───── Recorded data ─────

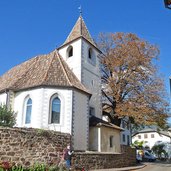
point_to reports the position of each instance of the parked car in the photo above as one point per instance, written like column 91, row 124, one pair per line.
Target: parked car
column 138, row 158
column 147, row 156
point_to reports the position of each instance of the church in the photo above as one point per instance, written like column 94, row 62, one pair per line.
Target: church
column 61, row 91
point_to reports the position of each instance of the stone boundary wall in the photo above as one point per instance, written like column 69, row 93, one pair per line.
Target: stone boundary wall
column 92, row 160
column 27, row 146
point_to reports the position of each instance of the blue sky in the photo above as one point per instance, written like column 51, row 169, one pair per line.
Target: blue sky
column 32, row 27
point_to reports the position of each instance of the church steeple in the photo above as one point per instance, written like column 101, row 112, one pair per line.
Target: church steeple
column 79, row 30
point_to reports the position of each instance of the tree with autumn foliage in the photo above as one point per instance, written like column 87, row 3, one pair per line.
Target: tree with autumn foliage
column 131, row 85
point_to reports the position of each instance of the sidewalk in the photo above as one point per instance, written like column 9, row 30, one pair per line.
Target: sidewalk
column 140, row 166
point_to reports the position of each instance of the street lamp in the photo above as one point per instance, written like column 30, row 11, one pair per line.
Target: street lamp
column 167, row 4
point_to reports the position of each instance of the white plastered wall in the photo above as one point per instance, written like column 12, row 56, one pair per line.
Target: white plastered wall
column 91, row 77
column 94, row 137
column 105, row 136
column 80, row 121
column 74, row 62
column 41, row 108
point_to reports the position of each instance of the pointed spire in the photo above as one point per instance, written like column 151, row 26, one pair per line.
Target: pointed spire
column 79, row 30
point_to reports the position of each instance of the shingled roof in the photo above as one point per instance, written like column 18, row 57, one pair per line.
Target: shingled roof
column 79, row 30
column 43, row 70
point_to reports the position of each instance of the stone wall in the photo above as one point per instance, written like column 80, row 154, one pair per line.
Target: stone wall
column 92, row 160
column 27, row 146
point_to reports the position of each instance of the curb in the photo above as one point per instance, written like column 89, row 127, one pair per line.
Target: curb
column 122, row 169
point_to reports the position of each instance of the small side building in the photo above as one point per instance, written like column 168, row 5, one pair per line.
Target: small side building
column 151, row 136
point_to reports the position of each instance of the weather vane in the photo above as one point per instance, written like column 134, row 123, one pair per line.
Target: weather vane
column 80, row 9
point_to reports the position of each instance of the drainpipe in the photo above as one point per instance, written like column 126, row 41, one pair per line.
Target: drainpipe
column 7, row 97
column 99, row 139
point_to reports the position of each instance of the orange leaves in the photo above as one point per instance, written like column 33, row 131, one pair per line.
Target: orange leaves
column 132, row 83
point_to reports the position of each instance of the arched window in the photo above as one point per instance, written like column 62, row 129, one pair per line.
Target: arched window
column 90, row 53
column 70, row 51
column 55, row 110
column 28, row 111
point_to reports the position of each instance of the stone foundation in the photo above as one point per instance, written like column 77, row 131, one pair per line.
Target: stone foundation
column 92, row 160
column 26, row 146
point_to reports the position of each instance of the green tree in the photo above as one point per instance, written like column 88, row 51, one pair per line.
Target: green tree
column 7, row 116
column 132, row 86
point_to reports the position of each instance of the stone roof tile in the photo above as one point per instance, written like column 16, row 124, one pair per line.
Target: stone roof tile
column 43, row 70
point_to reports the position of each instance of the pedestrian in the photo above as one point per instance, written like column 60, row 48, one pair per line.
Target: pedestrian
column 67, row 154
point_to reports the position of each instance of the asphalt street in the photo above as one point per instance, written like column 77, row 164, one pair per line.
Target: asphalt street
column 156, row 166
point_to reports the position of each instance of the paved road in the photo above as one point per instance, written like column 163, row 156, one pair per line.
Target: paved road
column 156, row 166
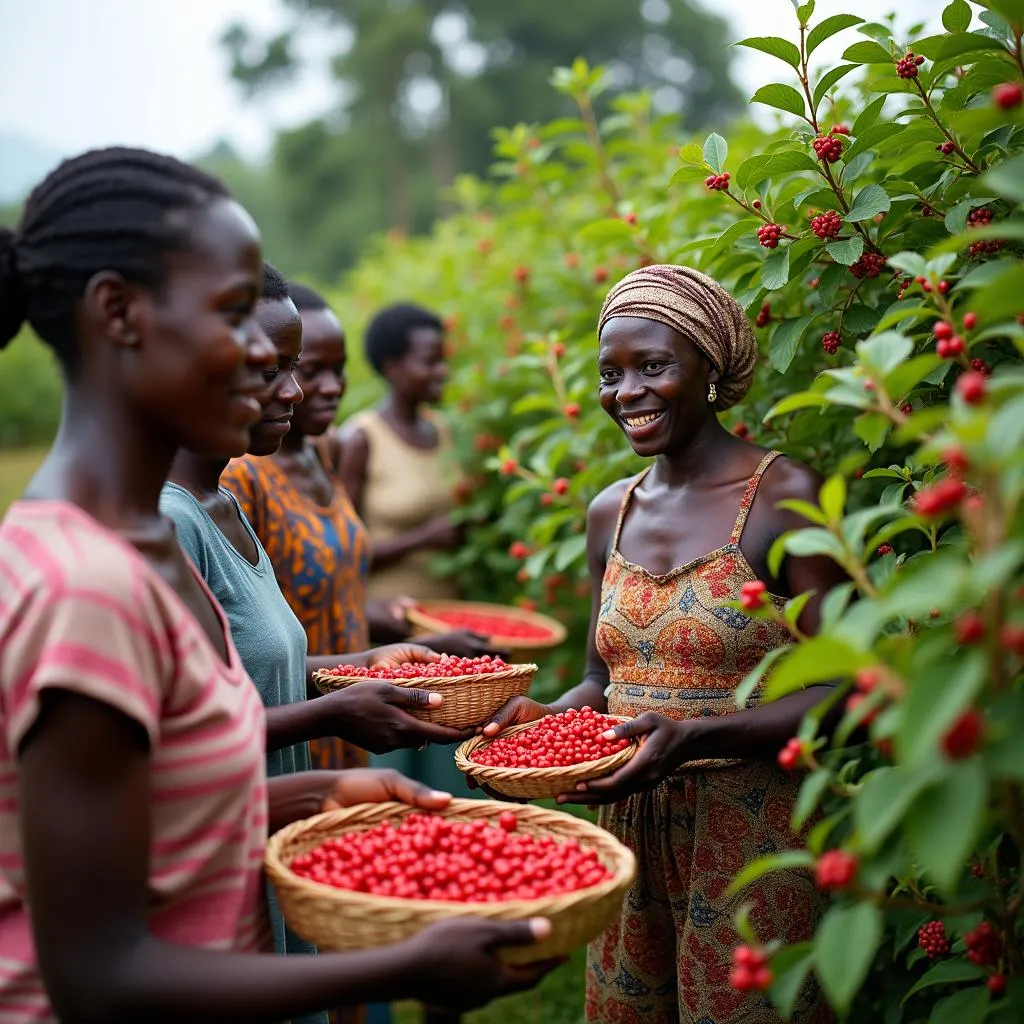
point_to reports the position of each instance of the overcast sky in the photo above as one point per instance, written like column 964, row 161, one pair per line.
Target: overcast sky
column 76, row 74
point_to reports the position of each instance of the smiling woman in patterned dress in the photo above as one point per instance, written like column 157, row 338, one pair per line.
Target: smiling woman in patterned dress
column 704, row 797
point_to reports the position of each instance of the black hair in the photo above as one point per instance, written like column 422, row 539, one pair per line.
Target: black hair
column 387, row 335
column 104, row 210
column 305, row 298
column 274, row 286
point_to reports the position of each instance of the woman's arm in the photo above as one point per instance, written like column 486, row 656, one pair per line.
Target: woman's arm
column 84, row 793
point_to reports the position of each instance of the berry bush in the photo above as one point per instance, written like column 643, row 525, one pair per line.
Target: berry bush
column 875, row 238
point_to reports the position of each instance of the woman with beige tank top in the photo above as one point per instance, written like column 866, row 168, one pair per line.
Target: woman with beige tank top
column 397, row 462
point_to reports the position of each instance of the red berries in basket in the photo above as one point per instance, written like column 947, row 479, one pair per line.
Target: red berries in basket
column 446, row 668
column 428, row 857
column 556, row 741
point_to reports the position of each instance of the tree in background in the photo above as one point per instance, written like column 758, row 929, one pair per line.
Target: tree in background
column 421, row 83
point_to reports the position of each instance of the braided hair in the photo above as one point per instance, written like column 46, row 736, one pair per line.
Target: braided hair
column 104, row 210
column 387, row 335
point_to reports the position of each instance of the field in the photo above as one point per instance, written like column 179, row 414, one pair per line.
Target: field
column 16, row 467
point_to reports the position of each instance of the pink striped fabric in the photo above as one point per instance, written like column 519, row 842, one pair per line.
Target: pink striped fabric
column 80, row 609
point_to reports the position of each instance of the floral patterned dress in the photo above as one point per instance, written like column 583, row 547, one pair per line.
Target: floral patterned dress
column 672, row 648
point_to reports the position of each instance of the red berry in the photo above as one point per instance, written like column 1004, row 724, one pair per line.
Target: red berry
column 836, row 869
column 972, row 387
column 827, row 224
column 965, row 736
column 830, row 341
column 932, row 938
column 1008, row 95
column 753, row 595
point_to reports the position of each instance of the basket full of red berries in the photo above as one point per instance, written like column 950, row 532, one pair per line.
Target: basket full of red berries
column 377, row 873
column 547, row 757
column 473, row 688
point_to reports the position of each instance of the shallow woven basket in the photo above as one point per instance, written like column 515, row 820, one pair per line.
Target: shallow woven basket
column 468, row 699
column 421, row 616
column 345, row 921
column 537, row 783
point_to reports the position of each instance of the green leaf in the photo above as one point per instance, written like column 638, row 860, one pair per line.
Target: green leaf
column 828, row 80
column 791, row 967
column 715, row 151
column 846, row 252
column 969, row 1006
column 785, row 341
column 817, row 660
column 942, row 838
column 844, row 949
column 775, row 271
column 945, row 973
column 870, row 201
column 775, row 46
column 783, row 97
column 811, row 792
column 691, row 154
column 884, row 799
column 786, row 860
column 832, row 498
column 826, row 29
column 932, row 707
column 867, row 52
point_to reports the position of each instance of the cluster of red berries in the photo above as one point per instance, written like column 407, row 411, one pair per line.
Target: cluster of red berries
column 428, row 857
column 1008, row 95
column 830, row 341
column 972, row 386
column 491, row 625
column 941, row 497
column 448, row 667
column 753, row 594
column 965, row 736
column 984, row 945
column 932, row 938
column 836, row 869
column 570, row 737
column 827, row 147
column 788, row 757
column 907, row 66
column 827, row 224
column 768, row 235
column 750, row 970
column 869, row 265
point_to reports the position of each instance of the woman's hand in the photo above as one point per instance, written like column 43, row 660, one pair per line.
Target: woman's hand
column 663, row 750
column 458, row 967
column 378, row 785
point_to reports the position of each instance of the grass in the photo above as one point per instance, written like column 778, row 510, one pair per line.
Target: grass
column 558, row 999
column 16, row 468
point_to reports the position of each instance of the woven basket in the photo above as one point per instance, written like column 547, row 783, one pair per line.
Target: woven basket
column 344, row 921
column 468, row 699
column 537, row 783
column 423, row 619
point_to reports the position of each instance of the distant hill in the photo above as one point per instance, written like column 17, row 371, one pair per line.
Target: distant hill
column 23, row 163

─────
───── Recorded data ─────

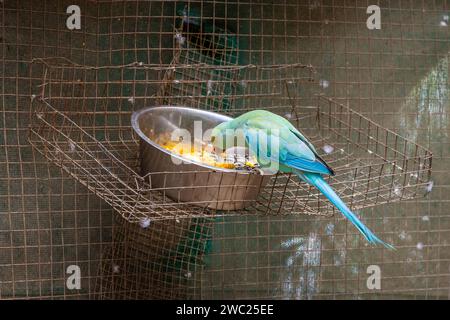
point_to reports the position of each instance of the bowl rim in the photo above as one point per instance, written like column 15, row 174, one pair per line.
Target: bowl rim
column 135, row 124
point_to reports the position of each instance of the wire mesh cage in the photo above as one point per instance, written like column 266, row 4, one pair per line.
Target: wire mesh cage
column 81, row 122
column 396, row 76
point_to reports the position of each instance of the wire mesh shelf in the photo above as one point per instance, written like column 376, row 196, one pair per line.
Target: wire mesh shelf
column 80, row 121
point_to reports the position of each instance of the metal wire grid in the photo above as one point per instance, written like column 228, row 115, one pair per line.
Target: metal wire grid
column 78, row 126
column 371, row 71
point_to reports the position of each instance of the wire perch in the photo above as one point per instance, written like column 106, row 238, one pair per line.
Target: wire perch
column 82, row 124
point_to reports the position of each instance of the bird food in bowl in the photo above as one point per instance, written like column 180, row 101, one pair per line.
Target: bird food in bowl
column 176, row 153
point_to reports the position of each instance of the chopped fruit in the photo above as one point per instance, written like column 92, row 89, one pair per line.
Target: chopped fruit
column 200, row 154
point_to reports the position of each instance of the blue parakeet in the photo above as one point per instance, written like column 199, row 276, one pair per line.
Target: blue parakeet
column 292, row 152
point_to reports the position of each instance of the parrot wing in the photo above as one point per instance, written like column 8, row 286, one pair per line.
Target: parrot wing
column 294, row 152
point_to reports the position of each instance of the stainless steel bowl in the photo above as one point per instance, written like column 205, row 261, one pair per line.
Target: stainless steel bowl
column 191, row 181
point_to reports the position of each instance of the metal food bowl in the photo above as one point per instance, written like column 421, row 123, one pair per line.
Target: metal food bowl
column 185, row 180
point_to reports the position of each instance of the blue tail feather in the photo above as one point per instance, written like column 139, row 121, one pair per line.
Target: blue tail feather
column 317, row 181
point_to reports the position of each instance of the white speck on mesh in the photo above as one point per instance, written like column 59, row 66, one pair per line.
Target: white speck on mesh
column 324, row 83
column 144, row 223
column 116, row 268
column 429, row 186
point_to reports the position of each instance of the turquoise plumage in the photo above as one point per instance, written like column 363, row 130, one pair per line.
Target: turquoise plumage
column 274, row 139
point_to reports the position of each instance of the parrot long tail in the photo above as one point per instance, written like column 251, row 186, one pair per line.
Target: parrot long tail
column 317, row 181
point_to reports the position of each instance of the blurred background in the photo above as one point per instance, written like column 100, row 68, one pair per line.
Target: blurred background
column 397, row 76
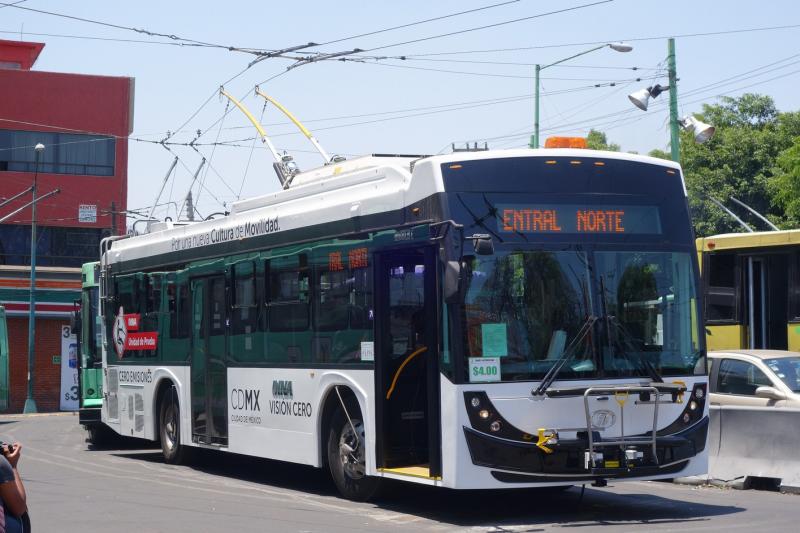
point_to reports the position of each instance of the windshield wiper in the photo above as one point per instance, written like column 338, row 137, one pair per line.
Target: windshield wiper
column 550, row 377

─────

Instructions to follow
Starting at the line that has "point_to reports the position of each instance of the chopped" in the records above, restate word for word every line until the one that has "186, one pair per line.", and include that one as well.

Result of the task
point_to reports the position of each instance of the chopped fruit in the photo above as one point per instance, written like column 92, row 89, one pair per line.
Target: chopped fruit
column 200, row 154
point_to reports the position of each instance of the blue parakeet in the photo above as one point per instance, written like column 199, row 276, one pair per line.
Target: blue parakeet
column 292, row 152
point_to reports the position of each instance of the parrot wing in the photo above as one point per instance, written like column 8, row 286, one pair per line.
Target: parrot wing
column 294, row 152
point_to reports the position of each instance of the stainless steel bowl in the photo above as one point per instance, written like column 205, row 261, one pair per line.
Target: stainless steel bowl
column 191, row 181
point_to reports the position of each instance of the metal food bowl in the photo above as one point per instance, written like column 421, row 123, one pair per line.
Target: metal food bowl
column 185, row 180
point_to reports the position of each instance of the blue tail feather in the photo above as one point per instance, written like column 139, row 121, one pair per line.
Target: blue tail feather
column 317, row 181
point_to reports the position of each instance of the white speck on mesh in the photo above as one point per instance, written like column 59, row 66, one pair per line.
Target: white speck on mesh
column 324, row 83
column 144, row 223
column 116, row 268
column 429, row 186
point_to reports the position of each instance of the turquoise plumage in the photo above as one point per instance, written like column 363, row 130, one pair per line.
Target: turquoise plumage
column 274, row 139
point_to reports the position of each instance of the parrot long tail in the photo above as one point per instance, written like column 251, row 186, one pair per line.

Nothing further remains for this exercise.